• [STATED GOAL] Starting at the line containing "Where can the green speckling" and ending with the last line of the material, convert those lines into a Markdown table with the columns Row and Entry, one numbered row per line. Skip blank lines and omit the pictures.

• [RAW RECORDS]
>>>

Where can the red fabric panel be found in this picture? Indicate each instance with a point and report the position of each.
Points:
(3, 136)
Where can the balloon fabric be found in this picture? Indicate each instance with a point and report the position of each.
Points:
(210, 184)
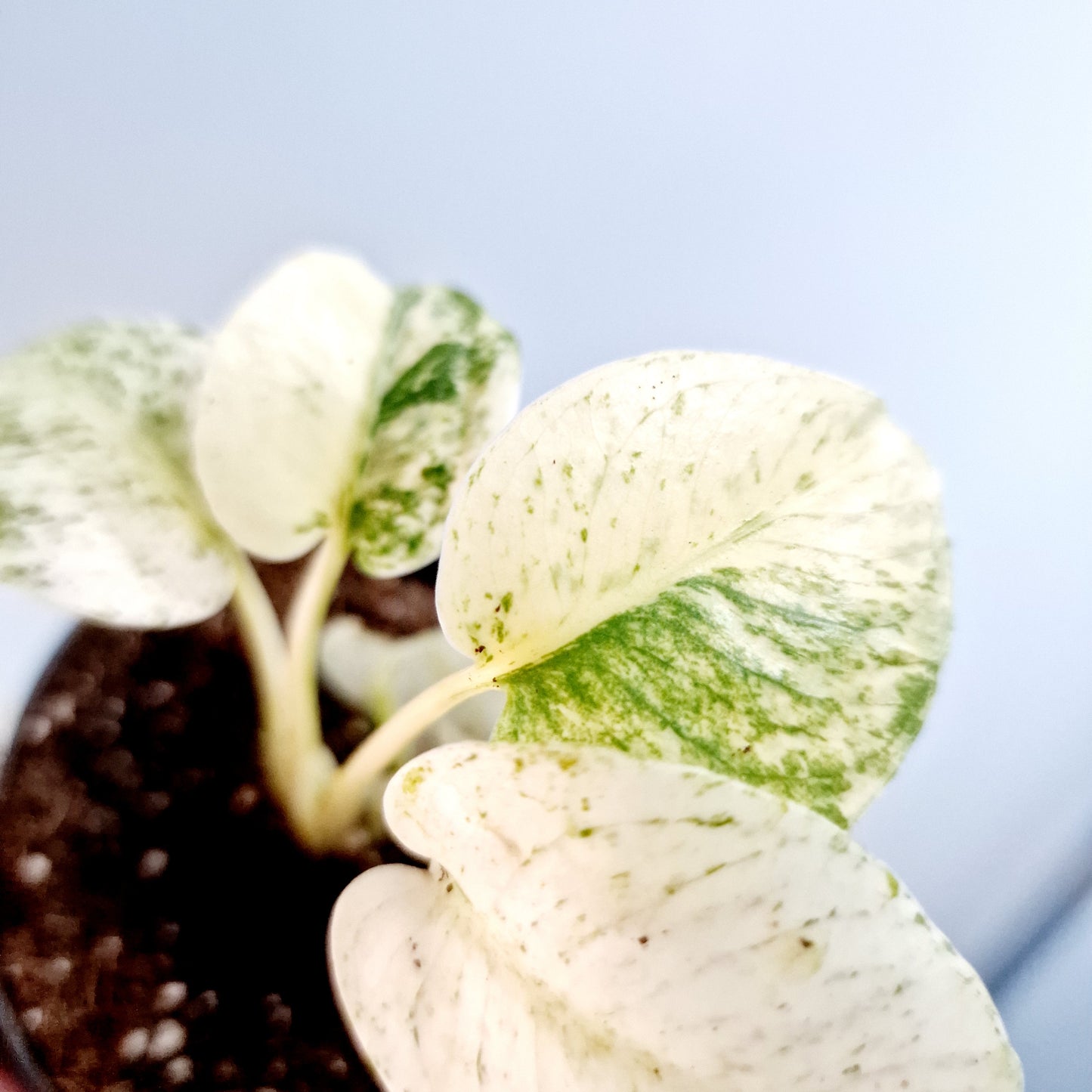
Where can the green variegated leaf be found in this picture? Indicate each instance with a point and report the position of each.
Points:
(451, 383)
(594, 922)
(334, 402)
(100, 511)
(281, 405)
(713, 559)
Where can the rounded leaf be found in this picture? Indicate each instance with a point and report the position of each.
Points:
(281, 405)
(593, 922)
(100, 511)
(708, 558)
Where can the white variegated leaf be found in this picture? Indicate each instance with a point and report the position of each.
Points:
(333, 401)
(713, 559)
(379, 674)
(595, 922)
(281, 405)
(451, 382)
(100, 511)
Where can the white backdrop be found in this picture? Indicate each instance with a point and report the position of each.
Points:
(899, 193)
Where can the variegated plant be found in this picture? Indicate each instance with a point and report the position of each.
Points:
(704, 558)
(139, 462)
(592, 922)
(716, 592)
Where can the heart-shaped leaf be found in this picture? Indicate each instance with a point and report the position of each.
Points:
(594, 922)
(100, 511)
(333, 402)
(708, 558)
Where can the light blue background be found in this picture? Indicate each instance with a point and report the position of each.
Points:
(897, 193)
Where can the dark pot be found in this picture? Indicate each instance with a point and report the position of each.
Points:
(159, 927)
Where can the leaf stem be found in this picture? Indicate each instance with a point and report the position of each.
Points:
(296, 763)
(351, 789)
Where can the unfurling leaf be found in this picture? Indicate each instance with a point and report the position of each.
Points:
(712, 559)
(595, 922)
(334, 402)
(100, 511)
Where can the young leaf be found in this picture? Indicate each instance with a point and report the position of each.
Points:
(333, 402)
(713, 559)
(380, 674)
(100, 511)
(594, 922)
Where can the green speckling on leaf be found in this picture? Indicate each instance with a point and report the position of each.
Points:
(432, 379)
(645, 682)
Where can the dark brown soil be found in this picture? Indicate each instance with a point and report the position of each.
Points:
(159, 927)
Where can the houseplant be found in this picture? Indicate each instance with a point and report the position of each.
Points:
(714, 589)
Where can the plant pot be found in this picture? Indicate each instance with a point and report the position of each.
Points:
(159, 926)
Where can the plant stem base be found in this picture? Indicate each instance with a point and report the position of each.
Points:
(140, 855)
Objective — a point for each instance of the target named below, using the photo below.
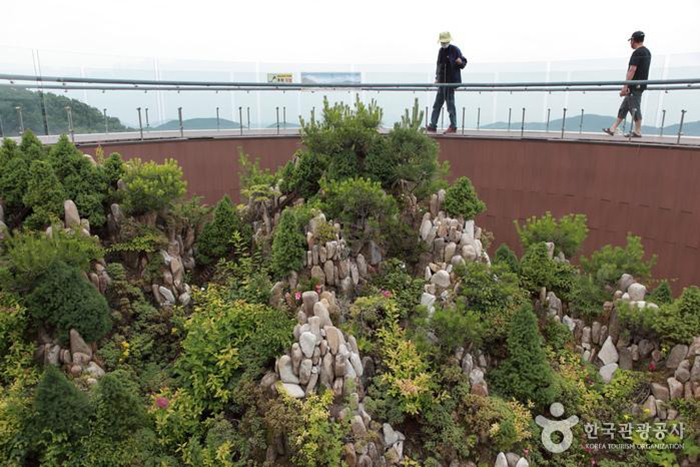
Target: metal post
(20, 119)
(563, 123)
(140, 124)
(680, 128)
(70, 123)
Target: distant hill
(86, 119)
(593, 123)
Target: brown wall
(652, 191)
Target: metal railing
(30, 82)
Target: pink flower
(162, 402)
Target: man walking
(638, 70)
(450, 62)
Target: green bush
(289, 241)
(568, 233)
(525, 374)
(216, 239)
(361, 207)
(507, 256)
(63, 300)
(609, 263)
(461, 200)
(45, 196)
(152, 187)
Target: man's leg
(437, 107)
(451, 107)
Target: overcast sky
(359, 31)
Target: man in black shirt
(450, 62)
(638, 70)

<<<

• [THE RESULT]
| Row | Entry |
|---|---|
| 1 | Where can the green speckling on leaf be found in this picture? Indicate each instance with a point and report the position of each. |
| 2 | Points: |
| 3 | (432, 379) |
| 4 | (645, 682) |
| 5 | Where can the dark brown soil be found in this picture? Indicate each instance with a point and report the position of each. |
| 6 | Points: |
| 7 | (159, 927) |
| 8 | Where can the houseplant be found in this picture? Indicate each instance with a point and report the position of each. |
| 9 | Points: |
| 10 | (714, 589) |
| 11 | Where can the plant pot be found in this picture? Indicate each instance with a point and report the position of each. |
| 12 | Points: |
| 13 | (159, 926) |
| 14 | Where can the plant stem base be found in this picture? Indicate each instance with a point and report the position of each. |
| 15 | Points: |
| 16 | (140, 855) |
| 17 | Objective — a point for each instance of the target named below, using the photo below. |
| 18 | Target: metal post |
| 19 | (20, 119) |
| 20 | (563, 123) |
| 21 | (140, 124) |
| 22 | (680, 128) |
| 23 | (70, 123) |
| 24 | Target: distant hill |
| 25 | (86, 119) |
| 26 | (593, 123) |
| 27 | Target: brown wall |
| 28 | (652, 191) |
| 29 | Target: metal railing |
| 30 | (30, 82) |
| 31 | Target: pink flower |
| 32 | (162, 402) |
| 33 | Target: man walking |
| 34 | (638, 70) |
| 35 | (450, 62) |
| 36 | Target: green bush |
| 37 | (289, 241) |
| 38 | (568, 233) |
| 39 | (525, 374) |
| 40 | (216, 239) |
| 41 | (361, 207) |
| 42 | (507, 256) |
| 43 | (63, 300) |
| 44 | (609, 263) |
| 45 | (461, 200) |
| 46 | (45, 196) |
| 47 | (152, 187) |
| 48 | Target: man's leg |
| 49 | (437, 107) |
| 50 | (451, 107) |
| 51 | Target: overcast sky |
| 52 | (359, 31) |
| 53 | Target: man in black shirt |
| 54 | (450, 62) |
| 55 | (638, 70) |